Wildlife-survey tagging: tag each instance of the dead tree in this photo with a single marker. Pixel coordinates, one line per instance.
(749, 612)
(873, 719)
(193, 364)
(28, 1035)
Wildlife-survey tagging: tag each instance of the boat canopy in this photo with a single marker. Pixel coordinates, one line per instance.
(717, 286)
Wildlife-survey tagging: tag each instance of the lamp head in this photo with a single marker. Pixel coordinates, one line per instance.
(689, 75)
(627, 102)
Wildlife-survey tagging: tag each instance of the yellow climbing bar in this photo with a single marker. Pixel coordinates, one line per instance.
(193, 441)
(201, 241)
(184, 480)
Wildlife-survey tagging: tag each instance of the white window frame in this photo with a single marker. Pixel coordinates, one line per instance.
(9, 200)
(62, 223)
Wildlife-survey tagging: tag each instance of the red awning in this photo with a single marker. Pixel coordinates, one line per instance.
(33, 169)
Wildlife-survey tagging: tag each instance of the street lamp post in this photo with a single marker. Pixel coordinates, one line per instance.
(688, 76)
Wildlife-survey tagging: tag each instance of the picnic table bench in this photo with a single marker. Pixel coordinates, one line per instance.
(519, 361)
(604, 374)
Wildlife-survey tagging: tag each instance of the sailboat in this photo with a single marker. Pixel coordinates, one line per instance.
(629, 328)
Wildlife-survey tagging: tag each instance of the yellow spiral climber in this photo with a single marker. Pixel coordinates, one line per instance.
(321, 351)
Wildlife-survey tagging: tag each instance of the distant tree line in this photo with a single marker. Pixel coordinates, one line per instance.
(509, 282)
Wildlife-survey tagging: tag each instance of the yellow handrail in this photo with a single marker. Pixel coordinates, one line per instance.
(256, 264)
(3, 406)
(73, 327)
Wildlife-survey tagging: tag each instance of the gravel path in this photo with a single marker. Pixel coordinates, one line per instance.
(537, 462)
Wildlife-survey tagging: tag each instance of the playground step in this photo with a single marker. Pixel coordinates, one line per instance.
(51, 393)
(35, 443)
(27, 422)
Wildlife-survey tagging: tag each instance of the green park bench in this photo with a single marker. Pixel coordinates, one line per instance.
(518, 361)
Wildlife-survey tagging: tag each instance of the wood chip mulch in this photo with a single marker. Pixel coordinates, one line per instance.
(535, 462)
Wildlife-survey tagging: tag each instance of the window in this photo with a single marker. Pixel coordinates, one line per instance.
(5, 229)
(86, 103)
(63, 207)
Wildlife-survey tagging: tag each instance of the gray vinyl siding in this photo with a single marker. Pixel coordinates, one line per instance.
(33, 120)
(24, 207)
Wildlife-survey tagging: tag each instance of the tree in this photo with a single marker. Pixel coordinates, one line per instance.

*-*-*

[TASK]: Reproduce the portion of the data that opens with the line containing "Wildlife-survey tagging: tag each instance of the gray" and continues through the end of the data, both ends included. Multiply every pixel coordinate in the answers by 2.2 and round to the nearest whole number, rounding halves up. Leave all other lines unchanged, and give only these lines.

[SOLUTION FOR THIS EXERCISE]:
Wildlife-survey tagging: tag each instance of the gray vinyl siding in this photo with a single marker. Pixel coordinates, one line per instance.
(73, 264)
(53, 455)
Wildlife-survey tagging: tag each instance of the tree in this photo with a single marker. Pixel coordinates, one line per instance.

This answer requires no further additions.